Berdasarkan hasil analisis data, ditemukan enam temuan utama, antara lain: 1) gambaran relasi keluarga yan ditinjau dari aspek kontekstual dan aspek relasional; 2) gambaran kekerasan emosional dalam keluarga; 3) dampak kekerasan emosional ditinjau dari aspek kognitif, sosio emosional, dan perilaku; 4) pembentukan identitas remaja yang mengalami kekerasan dalam emosional; 5) pengalaman perundungan di sekolah, dan; 6) pembentukan resiliensi pada remaja yang mengalami kekerasan emosional sekaligus perundungan di sekolah. Implikasi dari penelitian ini memberikan pemahaman bagi orangtua mengenai tindakan kekerasan emosional dalam keluarga dan dampaknya terhadap remaja, serta pentingnya mengembangkan relasi keluarga yang baik untuk mendukung tumbuh kembang anak ke arah yang lebih positif.

Selain temuan utama ditemukan pula tujuh tema utama, yaitu:

1. Karakteristik Demografis dan Budaya Keluarga

Tema ini meliputi kategori-kategori yang menjadi faktor

penyebab munculnya tindakan kekerasan emosional dalam

keluarga ditinjau dari aspek karakteristik demografis dan budaya keluarga.


2. Pola Relasi Keluarga

Tema ini mencakup gambaran pola relasi keluarga yang

ditemukan pada ketiga responden remaja yang mengalami

kekerasan emosional dalam keluarga.


3. Bentuk Kekerasan Emosional yang Dialami

Dari hasil analisis, bentuk-bentuk kekerasan emosional yang

dialami oleh ketiga responden antara lain direndahkan,

diabaikan, dibanding-bandingkan, tuntutan berlebihan, paparan

terhadap kejadian traumatis, dimarahi dengan nada tinggi, serta

tidak dihargai.


4. Dampak Kekerasan Emosional

Penelitian ini menemukan berbagai dampak kekerasan

emosional pada remaja yang mengalami kekerasan emosional

dalam keluarga dan mengelompokkannya ke dalam tiga aspek,

yaitu aspek kognitif, perilaku, dan sosioemosional. Pada aspek

kognitif, dampak kekerasan emosional yang muncul antara lain

penilaian diri negatif, ketidakberdayaan, perasaan bersalah,

ideasional bunuh diri, dan performa akademik yang menurun.

Pada aspek perilaku, dampak yang muncul adalah perilaku

menghindari konflik, melukai diri sendiri, membatasi interaksi

dengan orangtua, serta memendam atau melampiaskan emosi

negatif ke orang lain. Ditinjau dari aspek sosioemosional,

dampak yang muncul antara lain perasaan kesepian, iri dengan

teman sebaya, tertekan, perubahan suasana hati yang cepat,

serta malu bertemu orang lain.

■ Baris Data ■
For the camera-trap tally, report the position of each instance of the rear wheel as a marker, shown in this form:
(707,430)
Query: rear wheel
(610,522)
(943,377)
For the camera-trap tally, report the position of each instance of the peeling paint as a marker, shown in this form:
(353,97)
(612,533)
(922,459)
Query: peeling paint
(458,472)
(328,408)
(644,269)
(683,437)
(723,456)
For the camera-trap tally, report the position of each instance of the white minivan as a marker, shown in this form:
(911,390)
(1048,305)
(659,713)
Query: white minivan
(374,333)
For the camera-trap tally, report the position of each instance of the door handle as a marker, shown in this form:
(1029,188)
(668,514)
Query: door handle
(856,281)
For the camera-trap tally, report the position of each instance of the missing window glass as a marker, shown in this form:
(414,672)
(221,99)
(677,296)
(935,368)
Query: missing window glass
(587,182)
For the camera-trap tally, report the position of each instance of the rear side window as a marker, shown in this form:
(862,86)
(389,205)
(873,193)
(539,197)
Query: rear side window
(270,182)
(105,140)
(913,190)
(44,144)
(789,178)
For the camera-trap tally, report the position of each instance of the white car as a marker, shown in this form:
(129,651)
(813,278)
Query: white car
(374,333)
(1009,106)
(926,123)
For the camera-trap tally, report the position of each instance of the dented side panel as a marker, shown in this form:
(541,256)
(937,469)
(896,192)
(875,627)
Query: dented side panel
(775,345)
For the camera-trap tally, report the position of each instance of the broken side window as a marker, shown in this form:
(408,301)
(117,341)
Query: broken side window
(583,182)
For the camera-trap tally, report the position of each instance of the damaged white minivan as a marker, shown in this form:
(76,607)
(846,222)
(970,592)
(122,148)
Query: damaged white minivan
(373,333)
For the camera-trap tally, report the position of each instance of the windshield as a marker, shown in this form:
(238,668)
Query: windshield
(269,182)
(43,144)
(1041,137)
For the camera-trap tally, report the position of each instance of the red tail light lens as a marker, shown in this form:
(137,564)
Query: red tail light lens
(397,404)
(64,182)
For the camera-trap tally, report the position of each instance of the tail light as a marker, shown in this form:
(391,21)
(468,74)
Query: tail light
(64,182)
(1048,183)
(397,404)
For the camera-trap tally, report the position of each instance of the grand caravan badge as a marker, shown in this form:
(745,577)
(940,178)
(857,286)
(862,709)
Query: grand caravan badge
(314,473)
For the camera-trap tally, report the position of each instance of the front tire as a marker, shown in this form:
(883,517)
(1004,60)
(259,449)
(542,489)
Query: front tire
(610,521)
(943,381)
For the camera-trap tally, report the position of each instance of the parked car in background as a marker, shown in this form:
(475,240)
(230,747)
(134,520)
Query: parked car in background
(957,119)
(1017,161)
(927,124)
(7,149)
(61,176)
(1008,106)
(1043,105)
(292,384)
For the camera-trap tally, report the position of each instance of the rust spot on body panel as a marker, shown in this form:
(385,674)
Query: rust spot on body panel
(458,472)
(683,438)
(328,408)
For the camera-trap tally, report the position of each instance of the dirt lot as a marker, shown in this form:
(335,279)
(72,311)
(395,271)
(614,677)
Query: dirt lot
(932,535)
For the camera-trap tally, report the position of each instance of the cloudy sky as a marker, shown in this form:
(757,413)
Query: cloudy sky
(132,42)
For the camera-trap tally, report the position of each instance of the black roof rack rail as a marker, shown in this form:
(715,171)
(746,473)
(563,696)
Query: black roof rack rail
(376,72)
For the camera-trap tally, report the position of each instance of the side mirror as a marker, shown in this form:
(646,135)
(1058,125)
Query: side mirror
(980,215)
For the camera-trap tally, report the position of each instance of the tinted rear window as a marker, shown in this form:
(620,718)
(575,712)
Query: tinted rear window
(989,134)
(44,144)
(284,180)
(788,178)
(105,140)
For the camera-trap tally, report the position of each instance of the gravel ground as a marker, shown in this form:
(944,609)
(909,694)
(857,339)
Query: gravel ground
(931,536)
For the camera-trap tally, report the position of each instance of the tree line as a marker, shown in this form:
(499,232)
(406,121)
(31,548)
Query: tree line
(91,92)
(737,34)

■ Yang Harus Dikerjakan ■
1. Tulis ulang baris data mulai dari baris yang memuat "of the tree" sampai baris data terakhir. Ganti "tree line" dengan "forest edge" dan biarkan bagian lain tetap sama.
2. Sambung kutipan tentang kekerasan emosional pada remaja mulai dari kalimat terakhirnya.
Baris data ini sama sekali tidak berhubungan dengan kutipan teks.

■ Hasil Pengerjaan ■
1.
For the camera-trap tally, report the position of each instance of the forest edge as a marker, shown in this form:
(499,232)
(406,121)
(31,548)
Query: forest edge
(91,92)
(737,34)

2.
5. Pembentukan Identitas Remaja

Pengalaman kekerasan emosional pada responden dalam

lingkup keluarga memengaruhi konsep diri dan diri idealnya

sebagai salah satu aspek dalam perkembangan remaja.

Kekerasan emosional yang dialami responden berkaitan dengan

konsep diri yang rendah dan kesulitan menggambarkan diri

secara positif. Sementara itu, ditinjau dari aspek perkembangan

identitas lainnya, ketiga responden merasa sangat jauh dari diri

ideal yang ketiga responden deskripsikan.


6. Pengalaman Perundungan di Sekolah

Penelitian ini menemukan bahwa ketiga responden yang

mengalami kekerasan emosional dalam remaja juga cenderung

mengalami perundungan di sekolah. Bentuk perundungan yang

dialami berupa perundungan verbal (diolok-olok, direndahkan),

perundungan fisik (ditendang), serta dijauhi oleh teman sebaya.

Perundungan yang dialami di sekolah pada ketiga responden ini

turut berkontribusi pada kemunculan dampak-dampak yang

telah disebutkan pada aspek perilaku dan sosioemosional.


7. Pembentukan Resiliensi

Dari ketiga responden yang berpartisipasi pada penelitian ini,

hanya satu responden dari kategori remaja akhir yang

menunjukkan resiliensi terhadap kekerasan emosional dan

perundungan yang dialami.

Diskusi

Berdasarkan penelitian yang telah dilakukan, dapat disimpulkan bahwa dinamika psikologis remaja yang mengalami kekerasan emosional melibatkan gambaran relasi keluarga dan yang ditinjau dari faktor relasional dan kontekstual. Faktor-faktor kontekstual yang memprediksi

tindakan kekerasan emosional dalam keluarga antara lain masalah finansial keluarga, nilai dan budaya yang dianut dalam keluarga, pola interaksi antar generasi yang mempertahankan tindakan kekerasan emosional, tempat tinggal yang tidak kondusif, serta lingkungan tempat tinggal yang tidak kondusif.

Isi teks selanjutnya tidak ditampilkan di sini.